* [STATED GOAL A] Output the stretch of the ReplaceText thread from "This process can" through "by its type.", copying it word for word.

* [SOURCE TEXT]
******

Re: ReplaceText processor configuration help

2016-04-26 Thread Matt Burgess
Yes, I think you'll be better off with Aldrin's suggestion of
ReplaceText. Then you can put the value of the attribute(s) directly
into the content.  For example, if you have two attributes "entities"
and "users", and you want a JSON doc with those two objects inside,
you can use ReplaceText with the following for replacement:

{"entities": ${entities}, "users": ${users}}

Note this "manually" transforms the JSON. Before we get the
TransformJSON processor, this is a decent workaround if you know what
the resulting JSON document should look like (and if you have
attributes containing the desired values).

If you're doing this to insert into Elasticsearch, you might want to
handle entities and users separately and have "types" in ES for
"entities" and "users". In that case you could use EvaluateJsonPath to
get both attributes out, then wire the "success" relationship to two
different ReplaceTexts, one to store the entities and one for users.
Then you could add an attribute called "es.type" (for example), set to
"entities" and "users" respectively. Then you can send both forks to a
PutElasticsearch, setting the Type property to "${es.type}". That will
put the entities documents into the entities type and the same for
users. This will help with indexing versus one huge document.

This process can be broken down into individual entities and users, if
you'd like a separate ES document for each. In that case you'd likely
need a SplitJson after the ReplaceText, pointing at the array of
entity/user objects. Then you'll get a flow file per entity/user,
meaning you'll get a separate ES doc for each entity and user,
stored/indexed/categorized by its type.

Does this help solve your use case? If not please let me know, I'm
happy to help work through this :)

Regards,
Matt

On Tue, Apr 26, 2016 at 11:51 AM, Igor Kravzov  wrote:
> I see.
> But I think I found the problem. It's AttributesToJson escapes the result.
>
> On Apr 26, 2016 11:46 AM, "McDermott, Chris Kevin (MSDU -
> STaTS/StorefrontRemote)"  wrote:
>>
>> Hi Igor,
>>
>> jsonPath will return JSON as an unescaped String.
>>
>> Chris
>>
>> From: Igor Kravzov >
>> Reply-To: "users@nifi.apache.org"
>> >
>> Date: Monday, April 25, 2016 at 2:27 PM
>> To: "users@nifi.apache.org"
>> >
>> Subject: Re: ReplaceText processor configuration help
>>
>> Hi Chris,
>>
>> How will it help in my situation?
>>
>> On Mon, Apr 25, 2016 at 1:50 PM, McDermott, Chris Kevin (MSDU -
>> STaTS/StorefrontRemote)
>> > wrote:
>> Igor,
>>
>> I think the jsonPath extension to the EL is going to be the ticket [1].  A
>> patch is available if you are willing to build NiFi yourself to test it out.
>>
>> Cheers,
>> Chris
>>
>> [1] https://issues.apache.org/jira/browse/NIFI-1660
>>
>>
>> From: Igor Kravzov
>> >>
>> Reply-To:
>> "users@nifi.apache.org>"

******

* [TASK INPUTS]
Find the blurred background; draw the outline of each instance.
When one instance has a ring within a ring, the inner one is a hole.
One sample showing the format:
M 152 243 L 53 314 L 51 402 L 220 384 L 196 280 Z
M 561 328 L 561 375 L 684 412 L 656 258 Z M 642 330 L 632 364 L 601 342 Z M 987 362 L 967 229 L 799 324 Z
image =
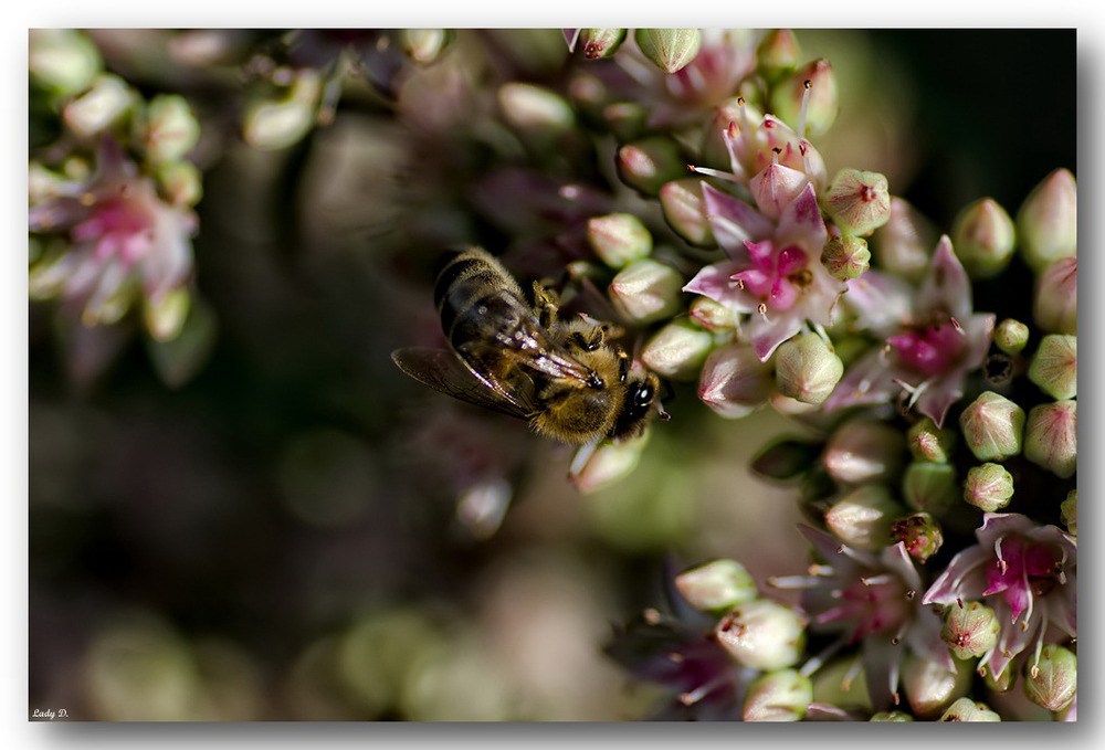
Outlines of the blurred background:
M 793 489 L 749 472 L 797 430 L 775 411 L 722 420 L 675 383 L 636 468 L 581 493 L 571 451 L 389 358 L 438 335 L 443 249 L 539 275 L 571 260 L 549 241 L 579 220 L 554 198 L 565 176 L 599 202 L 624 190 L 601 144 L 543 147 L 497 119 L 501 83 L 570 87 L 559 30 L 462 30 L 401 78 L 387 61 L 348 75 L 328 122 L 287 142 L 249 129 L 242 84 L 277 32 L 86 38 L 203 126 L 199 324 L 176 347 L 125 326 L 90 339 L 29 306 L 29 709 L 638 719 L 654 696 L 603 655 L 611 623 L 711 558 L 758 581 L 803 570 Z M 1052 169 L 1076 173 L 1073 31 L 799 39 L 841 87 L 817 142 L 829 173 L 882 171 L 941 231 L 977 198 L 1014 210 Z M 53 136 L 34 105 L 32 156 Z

******

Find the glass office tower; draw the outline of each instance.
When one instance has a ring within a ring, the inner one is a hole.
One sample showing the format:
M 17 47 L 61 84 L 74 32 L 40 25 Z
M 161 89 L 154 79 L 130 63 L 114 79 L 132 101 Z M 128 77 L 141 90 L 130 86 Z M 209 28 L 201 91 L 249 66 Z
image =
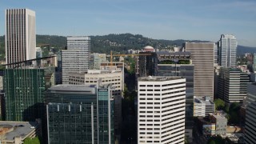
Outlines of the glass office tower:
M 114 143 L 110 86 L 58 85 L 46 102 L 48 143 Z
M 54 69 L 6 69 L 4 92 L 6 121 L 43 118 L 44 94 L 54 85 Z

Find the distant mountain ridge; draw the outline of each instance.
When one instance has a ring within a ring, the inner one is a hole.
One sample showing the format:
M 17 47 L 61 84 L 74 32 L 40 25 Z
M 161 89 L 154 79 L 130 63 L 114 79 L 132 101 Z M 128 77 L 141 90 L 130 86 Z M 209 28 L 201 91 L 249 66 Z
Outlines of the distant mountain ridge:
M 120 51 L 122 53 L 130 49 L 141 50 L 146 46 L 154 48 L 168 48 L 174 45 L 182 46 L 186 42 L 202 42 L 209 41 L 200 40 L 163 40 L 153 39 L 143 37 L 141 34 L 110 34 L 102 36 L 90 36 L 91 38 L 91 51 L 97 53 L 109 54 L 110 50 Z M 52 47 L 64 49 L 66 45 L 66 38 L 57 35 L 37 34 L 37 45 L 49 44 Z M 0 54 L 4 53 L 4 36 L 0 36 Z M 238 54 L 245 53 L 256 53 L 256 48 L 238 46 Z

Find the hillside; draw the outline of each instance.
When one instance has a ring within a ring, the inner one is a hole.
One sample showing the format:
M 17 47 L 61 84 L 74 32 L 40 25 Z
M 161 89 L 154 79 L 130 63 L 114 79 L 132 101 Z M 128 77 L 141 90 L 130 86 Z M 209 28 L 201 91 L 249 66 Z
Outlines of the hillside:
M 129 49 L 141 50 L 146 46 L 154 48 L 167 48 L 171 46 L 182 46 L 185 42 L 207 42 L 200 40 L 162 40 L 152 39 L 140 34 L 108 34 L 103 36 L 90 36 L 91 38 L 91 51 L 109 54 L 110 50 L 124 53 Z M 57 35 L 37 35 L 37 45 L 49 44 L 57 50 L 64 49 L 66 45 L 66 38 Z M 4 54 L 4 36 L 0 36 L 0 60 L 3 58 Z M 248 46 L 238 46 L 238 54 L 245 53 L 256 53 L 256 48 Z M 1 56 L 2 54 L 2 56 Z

******

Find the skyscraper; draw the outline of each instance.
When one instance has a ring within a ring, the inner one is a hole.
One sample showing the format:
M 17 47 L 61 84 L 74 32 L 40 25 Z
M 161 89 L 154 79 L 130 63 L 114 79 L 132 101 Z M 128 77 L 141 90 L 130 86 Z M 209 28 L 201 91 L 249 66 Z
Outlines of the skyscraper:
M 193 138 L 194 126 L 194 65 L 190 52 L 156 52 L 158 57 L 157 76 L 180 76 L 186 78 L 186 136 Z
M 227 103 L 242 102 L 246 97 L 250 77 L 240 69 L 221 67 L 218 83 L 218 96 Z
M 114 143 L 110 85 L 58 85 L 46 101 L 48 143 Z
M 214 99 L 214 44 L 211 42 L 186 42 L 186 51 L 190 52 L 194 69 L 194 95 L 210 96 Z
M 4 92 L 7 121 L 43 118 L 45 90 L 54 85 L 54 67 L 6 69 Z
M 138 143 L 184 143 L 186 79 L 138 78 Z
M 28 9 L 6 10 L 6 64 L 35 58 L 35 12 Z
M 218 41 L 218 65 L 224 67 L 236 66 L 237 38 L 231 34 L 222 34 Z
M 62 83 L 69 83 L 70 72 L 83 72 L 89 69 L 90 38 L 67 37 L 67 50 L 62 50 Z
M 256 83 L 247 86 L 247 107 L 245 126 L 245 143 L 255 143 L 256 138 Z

******

* [STATED GOAL B] Please return the stretch of rows from the line containing "Find the hillside;" through the line containing "M 129 49 L 141", both lines included and unchanged.

* [TASK OUTPUT A]
This process can be broken down into individual entities and users, if
you'd like a separate ES document for each. In that case you'd likely
need a SplitJson after the ReplaceText, pointing at the array of
entity/user objects. Then you'll get a flow file per entity/user,
meaning you'll get a separate ES doc for each entity and user,
stored/indexed/categorized by its type.

* [TASK OUTPUT B]
Find the hillside; draw the outline of each instance.
When one instance has a ring within a ring, the inner one is a hole.
One sample showing the format:
M 17 47 L 61 84 L 74 32 L 40 25 Z
M 161 89 L 154 79 L 130 63 L 114 79 L 132 101 Z M 128 77 L 141 90 L 130 86 Z M 209 28 L 201 91 L 249 66 Z
Outlines of the hillside:
M 129 49 L 141 50 L 146 46 L 154 48 L 167 48 L 171 46 L 182 46 L 185 42 L 207 42 L 200 40 L 162 40 L 152 39 L 140 34 L 108 34 L 103 36 L 90 36 L 91 38 L 91 51 L 109 54 L 110 50 L 124 53 Z M 57 35 L 37 35 L 37 45 L 49 44 L 57 50 L 64 49 L 66 45 L 66 38 Z M 4 54 L 4 36 L 0 36 L 0 60 L 3 58 Z M 248 46 L 238 46 L 238 54 L 245 53 L 256 53 L 256 48 Z M 1 56 L 2 54 L 2 56 Z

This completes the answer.